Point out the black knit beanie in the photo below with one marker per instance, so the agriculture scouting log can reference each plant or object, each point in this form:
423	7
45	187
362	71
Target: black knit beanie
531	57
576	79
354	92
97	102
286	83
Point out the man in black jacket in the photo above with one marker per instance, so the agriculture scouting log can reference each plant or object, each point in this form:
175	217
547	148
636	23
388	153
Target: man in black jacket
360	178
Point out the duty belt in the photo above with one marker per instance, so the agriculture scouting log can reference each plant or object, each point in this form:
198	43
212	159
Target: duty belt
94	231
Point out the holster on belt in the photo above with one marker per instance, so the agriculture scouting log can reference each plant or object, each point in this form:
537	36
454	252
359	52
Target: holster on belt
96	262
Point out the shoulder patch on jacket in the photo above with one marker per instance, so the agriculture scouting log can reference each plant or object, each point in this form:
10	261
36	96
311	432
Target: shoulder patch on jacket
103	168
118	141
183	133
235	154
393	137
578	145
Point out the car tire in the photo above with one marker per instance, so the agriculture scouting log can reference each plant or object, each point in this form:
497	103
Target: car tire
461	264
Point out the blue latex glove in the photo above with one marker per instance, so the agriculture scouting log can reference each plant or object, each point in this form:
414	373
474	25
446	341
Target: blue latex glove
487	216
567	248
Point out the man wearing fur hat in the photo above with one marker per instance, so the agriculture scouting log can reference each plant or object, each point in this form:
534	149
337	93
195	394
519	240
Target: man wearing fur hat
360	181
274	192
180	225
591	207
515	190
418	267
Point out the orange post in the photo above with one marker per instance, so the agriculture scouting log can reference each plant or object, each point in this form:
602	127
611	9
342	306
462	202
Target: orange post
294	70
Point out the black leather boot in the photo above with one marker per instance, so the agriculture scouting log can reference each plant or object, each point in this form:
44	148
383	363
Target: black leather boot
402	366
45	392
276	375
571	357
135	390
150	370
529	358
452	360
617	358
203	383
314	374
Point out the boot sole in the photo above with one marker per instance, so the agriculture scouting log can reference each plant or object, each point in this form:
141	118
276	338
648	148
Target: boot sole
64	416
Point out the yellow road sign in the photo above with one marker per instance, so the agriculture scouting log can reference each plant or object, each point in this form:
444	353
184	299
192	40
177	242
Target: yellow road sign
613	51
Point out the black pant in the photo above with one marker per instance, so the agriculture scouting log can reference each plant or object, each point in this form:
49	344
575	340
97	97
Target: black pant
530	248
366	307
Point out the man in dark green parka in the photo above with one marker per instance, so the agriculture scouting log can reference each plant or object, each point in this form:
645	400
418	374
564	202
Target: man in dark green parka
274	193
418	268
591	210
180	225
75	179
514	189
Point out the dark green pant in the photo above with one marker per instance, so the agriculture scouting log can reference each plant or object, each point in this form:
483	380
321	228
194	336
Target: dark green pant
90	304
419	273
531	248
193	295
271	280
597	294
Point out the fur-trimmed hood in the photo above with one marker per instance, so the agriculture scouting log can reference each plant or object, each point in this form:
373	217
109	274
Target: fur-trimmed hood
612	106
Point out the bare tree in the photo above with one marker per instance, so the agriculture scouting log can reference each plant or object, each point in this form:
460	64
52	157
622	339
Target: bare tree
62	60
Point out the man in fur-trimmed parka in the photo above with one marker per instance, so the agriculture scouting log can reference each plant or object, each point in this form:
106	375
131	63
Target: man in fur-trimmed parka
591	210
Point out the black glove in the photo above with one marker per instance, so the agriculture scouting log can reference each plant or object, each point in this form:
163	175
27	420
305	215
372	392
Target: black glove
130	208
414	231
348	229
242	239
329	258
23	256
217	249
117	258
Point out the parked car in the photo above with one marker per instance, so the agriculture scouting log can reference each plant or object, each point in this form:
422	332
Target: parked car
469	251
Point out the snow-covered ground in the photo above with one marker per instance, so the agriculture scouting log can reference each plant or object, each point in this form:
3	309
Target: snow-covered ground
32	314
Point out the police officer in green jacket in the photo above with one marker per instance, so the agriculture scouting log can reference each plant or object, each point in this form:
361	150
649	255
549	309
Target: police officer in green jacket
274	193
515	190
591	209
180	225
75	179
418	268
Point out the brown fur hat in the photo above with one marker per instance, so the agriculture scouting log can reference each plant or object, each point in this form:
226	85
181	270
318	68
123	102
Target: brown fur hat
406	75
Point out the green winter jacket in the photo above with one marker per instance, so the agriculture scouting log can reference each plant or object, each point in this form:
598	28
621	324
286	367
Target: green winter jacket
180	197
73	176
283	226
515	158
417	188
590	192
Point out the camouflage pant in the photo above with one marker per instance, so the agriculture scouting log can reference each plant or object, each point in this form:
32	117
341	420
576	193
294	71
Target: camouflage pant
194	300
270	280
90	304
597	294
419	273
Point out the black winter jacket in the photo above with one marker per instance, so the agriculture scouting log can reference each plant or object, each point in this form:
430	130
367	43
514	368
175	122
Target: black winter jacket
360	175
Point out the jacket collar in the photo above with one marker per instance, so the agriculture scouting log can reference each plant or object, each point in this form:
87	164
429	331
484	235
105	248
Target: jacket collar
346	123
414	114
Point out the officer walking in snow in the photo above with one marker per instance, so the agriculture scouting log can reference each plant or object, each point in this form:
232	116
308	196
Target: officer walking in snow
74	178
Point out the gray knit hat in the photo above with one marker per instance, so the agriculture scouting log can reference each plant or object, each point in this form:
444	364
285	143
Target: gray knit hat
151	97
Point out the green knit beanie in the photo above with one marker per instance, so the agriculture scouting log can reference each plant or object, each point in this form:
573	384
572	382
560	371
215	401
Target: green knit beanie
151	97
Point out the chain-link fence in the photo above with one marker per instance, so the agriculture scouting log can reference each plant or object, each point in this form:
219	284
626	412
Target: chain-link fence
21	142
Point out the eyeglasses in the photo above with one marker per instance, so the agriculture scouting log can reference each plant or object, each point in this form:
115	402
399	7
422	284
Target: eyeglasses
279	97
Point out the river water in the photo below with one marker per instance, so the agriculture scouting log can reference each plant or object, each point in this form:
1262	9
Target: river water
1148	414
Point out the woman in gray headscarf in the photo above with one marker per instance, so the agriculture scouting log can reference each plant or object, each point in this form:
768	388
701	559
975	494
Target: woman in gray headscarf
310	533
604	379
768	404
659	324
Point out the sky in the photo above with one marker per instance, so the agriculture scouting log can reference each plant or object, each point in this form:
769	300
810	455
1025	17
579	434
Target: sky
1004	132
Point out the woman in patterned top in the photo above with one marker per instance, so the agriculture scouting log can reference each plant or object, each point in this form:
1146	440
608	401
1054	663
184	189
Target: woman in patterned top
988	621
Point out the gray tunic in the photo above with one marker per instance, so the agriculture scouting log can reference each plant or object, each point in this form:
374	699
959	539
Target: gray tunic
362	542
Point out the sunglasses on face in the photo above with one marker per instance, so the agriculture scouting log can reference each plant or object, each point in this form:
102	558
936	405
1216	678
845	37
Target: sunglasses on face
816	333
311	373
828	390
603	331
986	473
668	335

::::

Task directions:
Word for word, write out every entry shown above.

Result of the exercise:
Point out the black knit beanie in the photo below with one marker per instance, so the agriculture scouting log can reference each plant or object, each point in this form:
423	7
45	187
362	71
Target: black knit beanie
531	57
576	79
354	92
97	102
286	83
Point out the man in black jacket in the photo above with one marker per instance, so the agriculture scouting log can reference each plant or object, each point in this form:
175	217
547	148
636	23
388	153
Target: man in black jacket
360	178
Point out the duty belt in the photo above with one marker per instance, so the agriculture scouting log can reference each plant or object, each point in this form:
198	43
212	159
Target: duty belt
94	231
Point out the holster on belt in the photo above with one marker per instance, so the agriculture scouting log can reference each plant or object, each point in this form:
537	36
454	252
359	52
Target: holster on belt
96	262
Point out the shoulder patch on jacket in the photo above with one marker per instance, so the agriculture scouting log can reference each plant or object, each point in this form:
10	261
36	96
311	432
Target: shoulder patch on jacket
103	168
118	141
183	133
235	154
393	137
578	145
Point out the car tire in the photo above with one marker per instance, so the agriculture scouting log can reference each plant or object, each point in this form:
497	103
Target: car tire
461	264
Point out the blue latex glove in the photo above with one marker per instance, so the agriculture scouting log can reference each plant or object, each point in this form:
414	373
474	25
446	341
Target: blue latex glove
487	216
567	248
Point out the man wearing fur hat in the photo above with one marker per instance, so the agriculture scouting log can reference each plant or object, each point in this form:
534	149
337	93
195	394
519	240
Target: man wearing fur hat
360	181
274	192
180	225
591	207
515	190
418	267
Point out the orange post in the photo above with one marker per instance, so the agriculture scouting log can reference each plant or object, each point in this form:
602	127
611	9
342	306
462	202
Target: orange post
294	70
Point out the black leather boot in the photo above with one marker per instance, so the agriculture scouting log can reference each plant or object, each point in this form:
44	148
383	363
Target: black leather boot
402	366
45	392
276	375
571	357
135	390
150	370
529	358
452	360
617	358
203	383
314	374
Point out the boot sole in the photo above with one marker per instance, so the agriculture scouting log can reference each plant or object, each point in this form:
141	118
276	338
648	148
Target: boot sole
64	416
Point out the yellow road sign in the photo above with one marker per instance, so the agriculture scouting log can reference each plant or object, each point in this form:
444	353
184	299
192	40
177	242
Target: yellow road sign
613	51
Point out the black pant in the photo above with one marker per instance, so the agriculture scouting log can reference each plant or object, each point in this form:
49	344
575	340
97	97
Target: black pant
530	248
366	307
Point out the man in dark green parka in the photo above with one marker per instance, so the agriculture scouting log can reference each plant or object, each point in this form:
645	400
418	374
564	202
Target: man in dark green parka
274	193
418	268
591	210
180	225
75	179
514	189
Point out the dark green pant in the photo above with one marker per instance, so the agriculture scouting log can reference each plant or object, each point in this form:
483	380
321	228
194	336
Target: dark green pant
90	304
419	273
531	248
193	295
271	280
597	294
Point out the fur-trimmed hood in the photo above with one marker per instance, so the agriculture scouting log can reference each plant or object, each point in this form:
373	217
109	274
Target: fur-trimmed hood
612	106
Point out the bare tree in the photo above with one marker per instance, so the agriculture scouting log can reference each plant or object, each point in this form:
460	64
52	157
622	339
Target: bare tree
62	60
Point out the man in fur-trimmed parka in the photo above with one marker per instance, so the agriculture scouting log can reference each plant or object, each point in this form:
106	375
131	63
Target: man in fur-trimmed parka
591	210
Point out the black glove in the photo above with one marker per instance, so the agriculture scouting log can reference each plant or object, each point in this form:
163	175
27	420
305	215
372	392
Target: black glove
130	208
414	231
348	229
242	239
329	258
23	256
217	249
117	258
Point out the parked car in the photo above with one marker per instance, so the agriculture scouting log can reference each plant or object, each point in this form:
422	332
Target: parked car
469	251
Point out the snow-covered ground in the photo above with one marker per instance, so the agriculture scouting log can reference each plant or object, each point in this form:
3	309
Target: snow-covered ground
32	314
Point out the police officer in green jacket in the photo above with one marker per instance, so the agriculture scouting log can reference each plant or object, each point in this form:
361	150
649	255
549	309
Target: police officer in green jacket
274	193
515	190
591	209
180	225
75	179
418	268
Point out the brown fur hat in the photo above with one marker per instance, so the agriculture scouting log can reference each plant or object, each point in this form:
226	85
181	270
318	68
123	102
Target: brown fur hat
406	75
Point out the green winter jacket in the photo above with one marker per instance, so the agriculture scouting log can reference each plant or object, each point in this form:
598	28
621	324
286	367
Target: green winter jacket
180	197
73	176
283	226
515	158
417	188
590	192
Point out the camouflage pant in the photo above with one marker per instance, so the agriculture scouting log can reference each plant or object, each point in this form:
32	117
341	420
576	193
294	71
Target: camouflage pant
194	300
270	280
90	304
597	294
419	273
Point out the black winter jacket in the photo above with one marker per instance, so the agriculture scouting log can reference each plant or object, each point in this form:
430	130
367	43
514	368
175	122
Target: black winter jacket
360	175
Point out the jacket collar in the photo above with one marker per instance, so the agriculture scouting log can reference each plant or object, each point in this form:
87	164
429	331
484	235
105	248
Target: jacket collar
346	123
414	114
Point out the officer walking in snow in the photo above with one marker per instance, so the agriculture scouting log can reference each plant or object, each point in this form:
232	116
308	196
Target: officer walking in snow
74	178
Point out the gray knit hat in the photo above with one marker per instance, so the agriculture scouting log can reference each plant or object, each point in this form:
444	364
285	143
Target: gray knit hat
151	97
Point out the green knit beanie in the photo above with one marker per instance, so the agriculture scouting log can reference each plant or object, each point in this form:
573	384
572	382
560	371
215	401
Target: green knit beanie
151	97
Point out the chain-link fence in the photo above with one marker per instance, so the agriculture scouting log can reference each plant or object, each point in this form:
219	284
626	412
Target: chain-link fence
21	142
Point out the eyeglasses in the photo above with one marker per instance, so the agriculture scouting log can reference each plant or object, each point in this form:
115	402
399	7
422	284
Target: eyeglasses
279	97
Point out the river water in the photo below with one marker per instance, so the agriculture scouting log can reference each plant or object, each point in this form:
1262	9
Target: river water
1148	414
Point out the woman in gray headscarf in the photo above with one marker per instance, so the agriculture scouting log can reference each plant or object, each point in this form:
768	388
701	559
975	494
Target: woman in gray headscarf
310	533
604	379
768	404
659	324
Point out the sky in the photo above with one marker per instance, so the agriculture scouting log can reference each plant or object, each point in this form:
769	300
810	455
1025	17
579	434
Target: sky
1004	132
Point out the woman in patterned top in the photo above with one marker per instance, so the agriculture scouting log can reference each plant or object, each point in this form:
1146	440
608	401
1054	663
184	189
Target: woman in patterned top
988	621
Point out the gray tunic in the photo above with one marker per instance, so the agriculture scouting log can reference each plant or object, each point in this form:
374	699
959	539
Target: gray tunic
362	542
Point out the sunglasses on face in the photo above with one marker per instance, so the agriculture scouting log can reference each plant or object, each point in this form:
102	558
936	405
1216	678
845	37
Target: sunglasses on face
816	333
311	373
828	390
603	331
986	473
668	335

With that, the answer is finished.